_EXCERPTED PASSAGE:_
**********

McManus sued MFCI, MCI, and API, alleging that he was tortiously discharged and his contractual relations with API were intentionally interfered with. MFCI, MCI, and API filed a motion to dismiss McManus's claims for a failure to state a claim, which the district court granted. McManus now appeals. The issue on appeal is whether the district court erred by dismissing McManus's tortious discharge claim. The district court correctly dismissed McManus's tortious discharge claim
McManus initially sued MFCI, MCI, and API in federal district court alleging a federal retaliation claim and related state law claims. McManus v. McManus Fin. Consultants, Inc., No. 3:11-CV-00134-LRH-VPC, 2012 WL 937812, at *2 (D. Nev. Mar. 19, 2012), aff'd, 552 F. App'x 713, 714-15 (9th Cir. 2014). The federal district court dismissed his claims and declined to take supplemental jurisdiction over his state law claims. Id. at *4.
McManus waived the issue of the dismissal of his intentional interference with contractual relations claim by not raising it in his opening brief. Powell v. Liberty Mut. Fire Ins. Co., 127 Nev. ___, ___ n.3, 252 P.3d 668, 672 n.3 (2011) ("Issues not raised in an appellant's opening brief are deemed waived.").
In our de novo review of the district court's order dismissing a claim, "[we] will recognize all factual allegations in [a plaintiff's] complaint as true and draw all inferences in its favor." Buzz Stew, LLC v. City of N. Las Vegas, 124 Nev. 224, 228, 181 P.3d 670, 672 (2008).

**********

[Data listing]

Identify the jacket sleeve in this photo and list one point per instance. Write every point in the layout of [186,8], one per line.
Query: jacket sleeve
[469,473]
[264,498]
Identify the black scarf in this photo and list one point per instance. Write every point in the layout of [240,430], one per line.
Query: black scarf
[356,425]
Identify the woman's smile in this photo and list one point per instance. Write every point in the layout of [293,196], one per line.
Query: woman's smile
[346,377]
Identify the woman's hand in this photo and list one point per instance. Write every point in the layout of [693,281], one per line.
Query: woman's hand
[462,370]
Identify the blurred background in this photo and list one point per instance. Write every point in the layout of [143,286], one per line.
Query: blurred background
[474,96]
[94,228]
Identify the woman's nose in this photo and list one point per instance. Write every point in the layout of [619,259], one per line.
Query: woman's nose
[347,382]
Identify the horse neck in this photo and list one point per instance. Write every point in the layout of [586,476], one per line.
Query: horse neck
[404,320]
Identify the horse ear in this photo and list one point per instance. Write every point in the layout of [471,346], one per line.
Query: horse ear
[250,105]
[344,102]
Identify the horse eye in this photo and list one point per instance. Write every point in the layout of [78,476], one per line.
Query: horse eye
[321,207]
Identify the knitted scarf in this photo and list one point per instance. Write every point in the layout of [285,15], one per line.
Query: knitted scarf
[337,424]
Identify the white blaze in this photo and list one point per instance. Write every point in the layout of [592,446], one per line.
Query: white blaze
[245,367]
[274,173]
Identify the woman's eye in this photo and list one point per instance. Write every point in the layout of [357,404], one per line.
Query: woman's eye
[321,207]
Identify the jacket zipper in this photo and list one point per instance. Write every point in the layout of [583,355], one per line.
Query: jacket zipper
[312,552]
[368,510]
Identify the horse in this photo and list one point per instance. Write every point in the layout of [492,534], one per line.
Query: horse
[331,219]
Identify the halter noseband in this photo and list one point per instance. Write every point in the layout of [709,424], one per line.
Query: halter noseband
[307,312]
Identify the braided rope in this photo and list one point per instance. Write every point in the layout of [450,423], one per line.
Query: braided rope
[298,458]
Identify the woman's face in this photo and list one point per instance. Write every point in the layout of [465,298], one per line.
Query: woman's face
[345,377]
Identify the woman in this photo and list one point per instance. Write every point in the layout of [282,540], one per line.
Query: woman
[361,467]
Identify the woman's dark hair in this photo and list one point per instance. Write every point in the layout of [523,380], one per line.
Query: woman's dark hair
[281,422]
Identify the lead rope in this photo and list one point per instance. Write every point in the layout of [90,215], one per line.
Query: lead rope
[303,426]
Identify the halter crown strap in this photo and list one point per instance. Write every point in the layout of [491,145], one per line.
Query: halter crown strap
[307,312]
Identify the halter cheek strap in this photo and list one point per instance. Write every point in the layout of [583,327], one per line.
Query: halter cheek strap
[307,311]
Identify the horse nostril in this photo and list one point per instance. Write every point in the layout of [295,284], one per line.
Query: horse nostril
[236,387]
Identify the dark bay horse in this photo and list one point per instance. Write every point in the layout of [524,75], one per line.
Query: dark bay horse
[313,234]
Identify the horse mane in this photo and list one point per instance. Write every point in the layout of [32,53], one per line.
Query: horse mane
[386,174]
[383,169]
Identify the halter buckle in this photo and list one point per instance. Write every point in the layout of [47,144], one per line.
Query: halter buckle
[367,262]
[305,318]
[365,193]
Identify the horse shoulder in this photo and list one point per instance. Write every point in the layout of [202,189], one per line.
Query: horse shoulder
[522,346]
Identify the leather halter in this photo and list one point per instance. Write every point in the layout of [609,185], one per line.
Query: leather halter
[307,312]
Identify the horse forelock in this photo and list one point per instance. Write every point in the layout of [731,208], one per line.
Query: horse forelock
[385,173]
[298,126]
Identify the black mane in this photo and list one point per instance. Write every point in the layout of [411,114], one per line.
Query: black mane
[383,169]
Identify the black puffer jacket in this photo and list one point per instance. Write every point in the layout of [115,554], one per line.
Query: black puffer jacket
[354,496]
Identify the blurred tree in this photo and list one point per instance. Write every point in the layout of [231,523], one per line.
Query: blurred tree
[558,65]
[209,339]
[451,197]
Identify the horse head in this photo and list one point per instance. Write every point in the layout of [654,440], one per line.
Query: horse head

**********

_WORK INSTRUCTIONS:_ In the appeal excerpt, copy the passage starting at "McManus waived the" and ending at "670, 672 (2008).", and replace "opening brief" with "initial brief" throughout.

_ANSWER TO THE PROBLEM:_
McManus waived the issue of the dismissal of his intentional interference with contractual relations claim by not raising it in his initial brief. Powell v. Liberty Mut. Fire Ins. Co., 127 Nev. ___, ___ n.3, 252 P.3d 668, 672 n.3 (2011) ("Issues not raised in an appellant's initial brief are deemed waived.").
In our de novo review of the district court's order dismissing a claim, "[we] will recognize all factual allegations in [a plaintiff's] complaint as true and draw all inferences in its favor." Buzz Stew, LLC v. City of N. Las Vegas, 124 Nev. 224, 228, 181 P.3d 670, 672 (2008).